Set down word for word the lines starting at the one that contains "of the grassy" and ending at the one that contains "column 68, row 265", both included.

****************************************

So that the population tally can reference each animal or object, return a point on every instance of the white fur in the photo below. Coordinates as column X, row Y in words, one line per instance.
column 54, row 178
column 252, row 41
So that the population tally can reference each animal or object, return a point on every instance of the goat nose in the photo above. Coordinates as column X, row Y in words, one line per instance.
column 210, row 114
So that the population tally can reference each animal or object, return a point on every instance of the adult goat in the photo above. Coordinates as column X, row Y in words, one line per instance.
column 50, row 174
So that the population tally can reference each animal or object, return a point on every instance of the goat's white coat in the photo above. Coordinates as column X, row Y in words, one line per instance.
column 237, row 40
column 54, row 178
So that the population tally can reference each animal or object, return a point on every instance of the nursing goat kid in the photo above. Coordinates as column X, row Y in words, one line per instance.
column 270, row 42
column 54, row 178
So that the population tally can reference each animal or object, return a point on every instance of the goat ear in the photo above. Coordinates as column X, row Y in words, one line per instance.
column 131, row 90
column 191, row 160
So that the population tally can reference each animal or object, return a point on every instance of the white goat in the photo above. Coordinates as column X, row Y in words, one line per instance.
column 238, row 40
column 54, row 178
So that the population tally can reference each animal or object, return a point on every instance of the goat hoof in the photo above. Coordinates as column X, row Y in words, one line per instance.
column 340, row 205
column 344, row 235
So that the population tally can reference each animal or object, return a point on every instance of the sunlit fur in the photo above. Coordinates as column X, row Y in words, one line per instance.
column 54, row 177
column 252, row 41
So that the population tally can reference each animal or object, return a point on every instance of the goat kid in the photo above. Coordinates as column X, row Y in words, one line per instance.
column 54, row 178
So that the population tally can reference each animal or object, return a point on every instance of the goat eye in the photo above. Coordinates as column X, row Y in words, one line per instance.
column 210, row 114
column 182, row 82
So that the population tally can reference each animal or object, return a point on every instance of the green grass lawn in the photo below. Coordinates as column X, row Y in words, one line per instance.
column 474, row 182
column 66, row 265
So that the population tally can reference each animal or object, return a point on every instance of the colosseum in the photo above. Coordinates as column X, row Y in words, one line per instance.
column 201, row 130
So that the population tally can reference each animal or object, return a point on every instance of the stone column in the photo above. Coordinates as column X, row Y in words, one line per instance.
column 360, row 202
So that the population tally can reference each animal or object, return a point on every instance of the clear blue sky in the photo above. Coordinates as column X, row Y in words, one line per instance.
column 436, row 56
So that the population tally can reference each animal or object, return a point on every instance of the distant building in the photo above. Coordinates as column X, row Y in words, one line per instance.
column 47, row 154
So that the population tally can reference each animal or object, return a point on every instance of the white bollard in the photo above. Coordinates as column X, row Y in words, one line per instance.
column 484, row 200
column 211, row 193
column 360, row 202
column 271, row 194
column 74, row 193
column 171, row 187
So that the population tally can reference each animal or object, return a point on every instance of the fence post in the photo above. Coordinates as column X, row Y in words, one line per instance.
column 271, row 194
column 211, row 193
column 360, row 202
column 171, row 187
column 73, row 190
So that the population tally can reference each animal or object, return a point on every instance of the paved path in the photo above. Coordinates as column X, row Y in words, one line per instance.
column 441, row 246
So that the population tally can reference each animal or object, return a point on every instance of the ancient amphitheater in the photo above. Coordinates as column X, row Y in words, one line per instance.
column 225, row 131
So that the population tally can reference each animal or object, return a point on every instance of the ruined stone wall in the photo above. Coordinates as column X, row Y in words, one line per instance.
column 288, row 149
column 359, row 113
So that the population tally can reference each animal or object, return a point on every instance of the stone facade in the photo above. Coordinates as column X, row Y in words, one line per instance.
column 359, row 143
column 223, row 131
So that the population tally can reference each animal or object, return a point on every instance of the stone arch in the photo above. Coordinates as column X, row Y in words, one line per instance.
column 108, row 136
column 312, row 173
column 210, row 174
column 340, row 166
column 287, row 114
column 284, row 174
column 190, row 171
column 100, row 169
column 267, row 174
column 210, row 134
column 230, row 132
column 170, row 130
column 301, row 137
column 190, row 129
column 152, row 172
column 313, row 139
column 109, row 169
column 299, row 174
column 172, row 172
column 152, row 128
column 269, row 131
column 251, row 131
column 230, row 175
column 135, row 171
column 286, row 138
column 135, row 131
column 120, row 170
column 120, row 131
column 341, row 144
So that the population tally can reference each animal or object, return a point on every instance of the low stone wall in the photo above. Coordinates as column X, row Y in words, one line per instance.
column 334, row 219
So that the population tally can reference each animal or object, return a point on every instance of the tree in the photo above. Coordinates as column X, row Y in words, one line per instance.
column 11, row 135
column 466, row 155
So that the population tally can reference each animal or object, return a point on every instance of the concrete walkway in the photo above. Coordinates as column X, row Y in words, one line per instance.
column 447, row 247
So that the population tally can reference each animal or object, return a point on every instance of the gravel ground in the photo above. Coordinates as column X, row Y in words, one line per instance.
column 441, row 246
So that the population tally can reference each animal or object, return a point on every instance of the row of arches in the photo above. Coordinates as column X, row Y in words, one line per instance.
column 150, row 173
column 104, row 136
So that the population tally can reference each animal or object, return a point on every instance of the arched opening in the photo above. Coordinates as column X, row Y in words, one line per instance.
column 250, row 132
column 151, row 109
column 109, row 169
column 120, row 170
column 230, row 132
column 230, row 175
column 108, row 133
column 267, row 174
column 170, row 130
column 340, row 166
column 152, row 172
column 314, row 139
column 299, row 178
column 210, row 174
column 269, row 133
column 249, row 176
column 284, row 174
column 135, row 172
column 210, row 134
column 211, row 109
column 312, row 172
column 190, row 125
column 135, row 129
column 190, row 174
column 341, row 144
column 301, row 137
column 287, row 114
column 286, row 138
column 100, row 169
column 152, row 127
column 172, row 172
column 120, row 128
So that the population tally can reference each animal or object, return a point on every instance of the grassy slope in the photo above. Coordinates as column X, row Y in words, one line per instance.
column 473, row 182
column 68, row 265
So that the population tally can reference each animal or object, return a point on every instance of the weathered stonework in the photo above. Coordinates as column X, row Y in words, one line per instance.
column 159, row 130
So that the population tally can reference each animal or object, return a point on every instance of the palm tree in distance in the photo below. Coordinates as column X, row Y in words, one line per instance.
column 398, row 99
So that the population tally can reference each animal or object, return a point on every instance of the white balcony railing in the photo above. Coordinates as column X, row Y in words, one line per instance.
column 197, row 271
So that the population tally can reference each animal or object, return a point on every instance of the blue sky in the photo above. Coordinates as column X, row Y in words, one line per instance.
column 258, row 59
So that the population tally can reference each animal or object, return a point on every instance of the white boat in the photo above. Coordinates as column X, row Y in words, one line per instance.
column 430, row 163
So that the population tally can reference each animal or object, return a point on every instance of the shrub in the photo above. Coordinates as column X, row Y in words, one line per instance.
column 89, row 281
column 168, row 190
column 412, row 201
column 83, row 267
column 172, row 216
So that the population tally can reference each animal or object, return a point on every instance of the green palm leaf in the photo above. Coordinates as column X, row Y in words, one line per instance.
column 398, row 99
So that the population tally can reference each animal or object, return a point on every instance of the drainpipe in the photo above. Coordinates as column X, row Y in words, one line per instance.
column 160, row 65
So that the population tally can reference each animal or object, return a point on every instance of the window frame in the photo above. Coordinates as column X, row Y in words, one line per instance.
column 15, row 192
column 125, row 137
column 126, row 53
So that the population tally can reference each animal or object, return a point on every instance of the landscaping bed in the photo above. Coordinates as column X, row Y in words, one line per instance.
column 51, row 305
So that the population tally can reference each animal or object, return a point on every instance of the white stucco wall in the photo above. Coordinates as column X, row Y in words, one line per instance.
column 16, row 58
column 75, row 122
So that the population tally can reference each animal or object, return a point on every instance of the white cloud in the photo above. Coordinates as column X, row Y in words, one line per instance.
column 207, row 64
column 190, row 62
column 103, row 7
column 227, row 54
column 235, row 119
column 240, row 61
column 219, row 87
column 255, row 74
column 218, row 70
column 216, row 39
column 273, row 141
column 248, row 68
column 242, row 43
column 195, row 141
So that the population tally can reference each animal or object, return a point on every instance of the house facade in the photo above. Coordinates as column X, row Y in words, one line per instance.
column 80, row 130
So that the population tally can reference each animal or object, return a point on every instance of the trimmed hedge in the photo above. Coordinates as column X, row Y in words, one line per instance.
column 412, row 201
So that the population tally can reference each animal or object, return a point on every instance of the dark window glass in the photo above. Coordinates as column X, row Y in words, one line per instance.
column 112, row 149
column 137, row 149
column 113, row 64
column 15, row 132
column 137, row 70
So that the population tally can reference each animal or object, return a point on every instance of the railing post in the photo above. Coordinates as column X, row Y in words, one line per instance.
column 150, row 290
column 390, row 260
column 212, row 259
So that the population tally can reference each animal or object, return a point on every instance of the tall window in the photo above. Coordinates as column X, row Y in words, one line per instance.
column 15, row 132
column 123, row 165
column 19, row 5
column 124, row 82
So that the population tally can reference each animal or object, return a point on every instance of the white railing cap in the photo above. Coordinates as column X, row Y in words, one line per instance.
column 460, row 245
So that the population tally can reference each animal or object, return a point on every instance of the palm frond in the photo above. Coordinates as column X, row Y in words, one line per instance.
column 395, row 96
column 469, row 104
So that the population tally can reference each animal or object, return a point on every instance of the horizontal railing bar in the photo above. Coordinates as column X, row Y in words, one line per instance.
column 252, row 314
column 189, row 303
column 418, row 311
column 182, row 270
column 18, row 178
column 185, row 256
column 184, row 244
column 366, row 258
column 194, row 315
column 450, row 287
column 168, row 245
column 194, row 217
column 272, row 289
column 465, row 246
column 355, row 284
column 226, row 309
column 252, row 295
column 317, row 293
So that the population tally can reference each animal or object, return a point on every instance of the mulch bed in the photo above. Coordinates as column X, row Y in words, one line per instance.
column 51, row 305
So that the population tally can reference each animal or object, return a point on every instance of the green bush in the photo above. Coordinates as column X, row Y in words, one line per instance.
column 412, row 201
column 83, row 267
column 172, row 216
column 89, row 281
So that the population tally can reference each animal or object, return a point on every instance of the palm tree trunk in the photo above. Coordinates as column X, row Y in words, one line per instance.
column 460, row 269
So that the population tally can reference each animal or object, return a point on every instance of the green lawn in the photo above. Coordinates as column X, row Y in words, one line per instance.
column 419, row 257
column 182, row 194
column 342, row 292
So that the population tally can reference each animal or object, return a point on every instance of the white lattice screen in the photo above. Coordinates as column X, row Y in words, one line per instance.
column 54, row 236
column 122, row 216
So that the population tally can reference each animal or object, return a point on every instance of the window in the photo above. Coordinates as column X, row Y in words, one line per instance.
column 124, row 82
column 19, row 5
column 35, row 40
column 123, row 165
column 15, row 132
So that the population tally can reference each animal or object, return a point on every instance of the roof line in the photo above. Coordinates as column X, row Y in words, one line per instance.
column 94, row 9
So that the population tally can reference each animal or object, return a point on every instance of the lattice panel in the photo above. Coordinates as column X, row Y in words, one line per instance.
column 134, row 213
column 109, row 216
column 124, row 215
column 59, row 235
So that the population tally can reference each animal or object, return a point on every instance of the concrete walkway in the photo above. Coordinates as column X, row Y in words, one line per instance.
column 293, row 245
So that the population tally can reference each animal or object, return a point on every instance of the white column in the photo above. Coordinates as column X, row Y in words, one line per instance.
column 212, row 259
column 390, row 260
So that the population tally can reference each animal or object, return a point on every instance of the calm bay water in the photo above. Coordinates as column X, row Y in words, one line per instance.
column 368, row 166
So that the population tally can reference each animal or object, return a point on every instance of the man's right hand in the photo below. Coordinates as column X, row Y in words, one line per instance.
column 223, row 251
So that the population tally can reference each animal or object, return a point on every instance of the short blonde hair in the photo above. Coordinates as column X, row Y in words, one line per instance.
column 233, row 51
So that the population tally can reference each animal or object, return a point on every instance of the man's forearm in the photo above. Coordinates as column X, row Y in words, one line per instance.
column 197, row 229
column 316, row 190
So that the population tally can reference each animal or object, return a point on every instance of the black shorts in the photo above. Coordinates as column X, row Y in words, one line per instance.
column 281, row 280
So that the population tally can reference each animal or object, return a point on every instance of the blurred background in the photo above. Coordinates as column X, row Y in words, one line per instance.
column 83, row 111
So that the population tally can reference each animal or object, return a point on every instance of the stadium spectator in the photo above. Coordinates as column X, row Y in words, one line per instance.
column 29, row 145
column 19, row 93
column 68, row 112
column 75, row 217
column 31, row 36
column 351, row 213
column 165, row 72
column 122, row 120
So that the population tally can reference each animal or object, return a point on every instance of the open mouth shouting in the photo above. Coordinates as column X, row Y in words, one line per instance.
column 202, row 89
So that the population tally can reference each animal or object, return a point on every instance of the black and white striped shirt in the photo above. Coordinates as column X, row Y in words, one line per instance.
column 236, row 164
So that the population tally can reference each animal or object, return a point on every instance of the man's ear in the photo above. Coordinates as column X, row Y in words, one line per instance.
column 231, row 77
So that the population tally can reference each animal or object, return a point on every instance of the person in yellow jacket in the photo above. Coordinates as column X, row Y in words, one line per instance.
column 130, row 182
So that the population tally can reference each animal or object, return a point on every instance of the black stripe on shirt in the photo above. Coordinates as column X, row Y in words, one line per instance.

****************************************

◆ WRITTEN REPLY ◆
So that the population tally can reference each animal or object, return a point on every instance of the grassy slope in the photo above. Coordinates as column X, row Y in words, one line per instance.
column 473, row 182
column 68, row 265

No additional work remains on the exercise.